═══ Document text ═══

Check out the following article at Wired by by Spencer Ackerman, January 26, 2012.
The big loser in the Pentagon’s new budget? Ordinary human beings.
About 80,000 Army soldiers and 20,000 Marines are getting downsized. Half of the Army’s conventional combat presence in Europe is packing up and ending its post-Cold War staycation. Replacing them, according to the $613 billion budget previewed by the Pentagon on Thursday: unconventional special-operations forces; new bombers; new spy tools; new missiles for subs; and a veritable Cylon army of drones.
This is the first of the Pentagon’s new, smaller “austerity” budgets: it’s asking Congress for $525 billion (plus $88.4 billion for the Afghanistan war), compared to a $553 billion request (plus $117 billion in war cash) last year. Only the Pentagon is emphasizing (.pdf) what the military is keeping, not what it’s cutting. That’s because congressional Republicans don’t like swallowing these cuts — and really don’t want to acquiesce to a currently-scheduled law that could tack on another $600 billion-plus to the already-scheduled, decade-long $487 billion in cuts. Defense Secretary Leon Panetta is preempting the objections, promising a force that’s “smaller and leaner, but agile, flexible, ready and technologically advanced.”
That means no changes to the U.S. fleet of 11 aircraft carriers and 10 air wings, all reflecting the Obama administration’s emphasis on the western Pacific. It means leaving the nuclear triad — the bombers, subs and missiles that can end all life on earth — alone. (With one exception: the military will delay replacing the Ohio-class submarine by two years.) It means electronic weapons to jam enemy defenses and attack online networks. It means elite commando forces like the ones who just rescued two aid workers kidnapped in Somalia. And it means drones for breakfast, lunch, dinner and dessert.
As previewed by President Obama earlier this month, the new budget is going to fund 65 Predator and Reaper combat air patrols — squadrons of up to four drones — “with a surge capacity of 85,” up from 61 today. The Army may be losing 100,000 soldiers, but if it’s any consolation, the Army’s forthcoming Gray Eagle drone gets the thumbs-up.
So does “sea-based unmanned” systems like the Navy’s Fire Scout robo-copter, and unspecified “new unmanned systems with increased capabilities,” probably a reference to next-gen drones like the Navy’s X-47B, which should be able to fly from an aircraft carrier at the click of a mouse by 2018 — the better to patrol the Pacific.
Some other programs get expanded, too. For 20 years, Navy’s studied creating non-aircraft-carrier bases at sea, to put in places where the U.S. can’t have land bases, to launch small jump jets like the F/A-18 Hornet, helicopters or drones. Now the Pentagon will fund “development of a new afloat forward staging base,” according to budget documents, although it’s not specifying what how large those ships will be or how much they’ll cost.

═══ Data excerpts ═══

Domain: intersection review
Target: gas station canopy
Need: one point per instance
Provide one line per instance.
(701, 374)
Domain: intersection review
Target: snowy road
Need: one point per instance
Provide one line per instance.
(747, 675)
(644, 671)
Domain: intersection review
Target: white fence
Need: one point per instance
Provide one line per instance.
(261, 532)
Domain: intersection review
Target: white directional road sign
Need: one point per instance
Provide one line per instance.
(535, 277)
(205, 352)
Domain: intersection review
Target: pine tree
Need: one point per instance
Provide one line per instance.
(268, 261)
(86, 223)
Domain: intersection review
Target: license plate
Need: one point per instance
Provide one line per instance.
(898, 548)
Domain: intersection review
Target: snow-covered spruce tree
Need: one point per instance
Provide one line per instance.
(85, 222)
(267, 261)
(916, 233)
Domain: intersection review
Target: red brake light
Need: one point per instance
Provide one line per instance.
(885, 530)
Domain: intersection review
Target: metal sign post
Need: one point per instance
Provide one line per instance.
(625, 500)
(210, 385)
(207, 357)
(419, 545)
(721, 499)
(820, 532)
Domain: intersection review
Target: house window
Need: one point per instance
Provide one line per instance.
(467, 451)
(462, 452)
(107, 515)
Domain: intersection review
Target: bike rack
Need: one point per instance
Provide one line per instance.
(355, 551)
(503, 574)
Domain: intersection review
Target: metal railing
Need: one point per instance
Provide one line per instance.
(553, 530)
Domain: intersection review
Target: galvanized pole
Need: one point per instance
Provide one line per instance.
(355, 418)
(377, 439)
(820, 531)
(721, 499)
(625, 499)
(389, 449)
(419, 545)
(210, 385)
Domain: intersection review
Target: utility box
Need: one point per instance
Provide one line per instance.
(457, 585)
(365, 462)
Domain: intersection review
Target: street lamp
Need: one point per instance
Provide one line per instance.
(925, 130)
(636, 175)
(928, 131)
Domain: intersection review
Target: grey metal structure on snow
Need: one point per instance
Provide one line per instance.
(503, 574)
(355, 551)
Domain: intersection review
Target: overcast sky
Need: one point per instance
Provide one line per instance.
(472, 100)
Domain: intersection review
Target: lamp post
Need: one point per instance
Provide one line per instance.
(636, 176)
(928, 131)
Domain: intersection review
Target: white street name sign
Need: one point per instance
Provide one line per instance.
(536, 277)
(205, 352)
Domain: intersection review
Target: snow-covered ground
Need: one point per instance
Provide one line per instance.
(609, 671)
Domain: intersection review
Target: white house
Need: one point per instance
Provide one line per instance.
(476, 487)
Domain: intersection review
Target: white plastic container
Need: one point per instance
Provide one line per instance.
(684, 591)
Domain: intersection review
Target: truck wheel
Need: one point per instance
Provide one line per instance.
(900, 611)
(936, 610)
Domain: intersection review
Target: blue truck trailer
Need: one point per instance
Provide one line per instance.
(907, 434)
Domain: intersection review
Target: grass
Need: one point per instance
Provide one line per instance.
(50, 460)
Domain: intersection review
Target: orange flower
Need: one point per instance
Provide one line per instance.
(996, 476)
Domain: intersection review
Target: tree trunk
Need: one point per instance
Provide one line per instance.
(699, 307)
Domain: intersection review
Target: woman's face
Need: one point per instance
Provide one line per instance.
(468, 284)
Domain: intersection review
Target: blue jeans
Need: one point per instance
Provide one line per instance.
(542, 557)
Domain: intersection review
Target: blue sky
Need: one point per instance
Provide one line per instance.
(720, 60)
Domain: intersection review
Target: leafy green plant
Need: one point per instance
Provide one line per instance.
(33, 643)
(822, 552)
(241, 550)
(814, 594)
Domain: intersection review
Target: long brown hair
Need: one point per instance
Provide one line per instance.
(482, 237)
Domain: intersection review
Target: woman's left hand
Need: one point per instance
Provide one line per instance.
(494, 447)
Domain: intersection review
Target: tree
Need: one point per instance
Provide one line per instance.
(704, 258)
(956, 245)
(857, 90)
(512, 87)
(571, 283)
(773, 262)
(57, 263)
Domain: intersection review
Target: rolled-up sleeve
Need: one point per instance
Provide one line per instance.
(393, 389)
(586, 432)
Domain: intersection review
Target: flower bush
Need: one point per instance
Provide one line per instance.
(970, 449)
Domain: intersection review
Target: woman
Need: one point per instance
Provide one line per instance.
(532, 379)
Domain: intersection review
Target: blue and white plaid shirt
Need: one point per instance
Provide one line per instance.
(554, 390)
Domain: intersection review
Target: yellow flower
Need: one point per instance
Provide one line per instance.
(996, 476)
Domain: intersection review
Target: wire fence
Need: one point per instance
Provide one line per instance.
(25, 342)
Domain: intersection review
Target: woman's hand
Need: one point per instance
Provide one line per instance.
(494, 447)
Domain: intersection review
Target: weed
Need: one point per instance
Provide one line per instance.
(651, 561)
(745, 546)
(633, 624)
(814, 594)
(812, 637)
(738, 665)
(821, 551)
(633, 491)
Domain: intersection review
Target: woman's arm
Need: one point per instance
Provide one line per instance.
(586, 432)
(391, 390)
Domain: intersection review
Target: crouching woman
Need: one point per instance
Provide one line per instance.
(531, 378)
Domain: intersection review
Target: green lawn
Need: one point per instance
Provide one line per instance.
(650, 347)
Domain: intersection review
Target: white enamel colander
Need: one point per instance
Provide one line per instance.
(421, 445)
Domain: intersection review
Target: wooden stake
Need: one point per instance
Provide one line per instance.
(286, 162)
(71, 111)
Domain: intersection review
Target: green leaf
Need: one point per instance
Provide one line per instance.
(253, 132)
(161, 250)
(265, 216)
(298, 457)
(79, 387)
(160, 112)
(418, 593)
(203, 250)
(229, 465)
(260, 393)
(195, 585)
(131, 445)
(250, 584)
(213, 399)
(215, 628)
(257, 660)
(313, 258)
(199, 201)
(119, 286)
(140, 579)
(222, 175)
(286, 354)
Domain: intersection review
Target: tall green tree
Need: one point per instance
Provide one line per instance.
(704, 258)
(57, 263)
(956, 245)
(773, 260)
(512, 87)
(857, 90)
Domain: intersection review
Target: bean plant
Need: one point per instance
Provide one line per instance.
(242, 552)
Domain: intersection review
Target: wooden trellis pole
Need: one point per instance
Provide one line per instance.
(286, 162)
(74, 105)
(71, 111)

═══

Tasks:
#1 Answer these questions using the Pentagon budget article:
(a) About how many Army soldiers are being downsized?
(b) How much is the Pentagon asking Congress for, not counting the Afghanistan war money?
(c) By how many years will the military delay replacing the Ohio-class submarine?
#2 Name every drone or unmanned aircraft that the Pentagon budget article mentions by name.
#3 Reproduce the passage of the Pentagon budget article starting with "The big loser" and going on through "army of drones.".

Answers in order:
#1
(a) About 80,000
(b) $525 billion
(c) Two years

#2 Predator, Reaper, Gray Eagle, Fire Scout, X-47B

#3
The big loser in the Pentagon’s new budget? Ordinary human beings.
About 80,000 Army soldiers and 20,000 Marines are getting downsized. Half of the Army’s conventional combat presence in Europe is packing up and ending its post-Cold War staycation. Replacing them, according to the $613 billion budget previewed by the Pentagon on Thursday: unconventional special-operations forces; new bombers; new spy tools; new missiles for subs; and a veritable Cylon army of drones.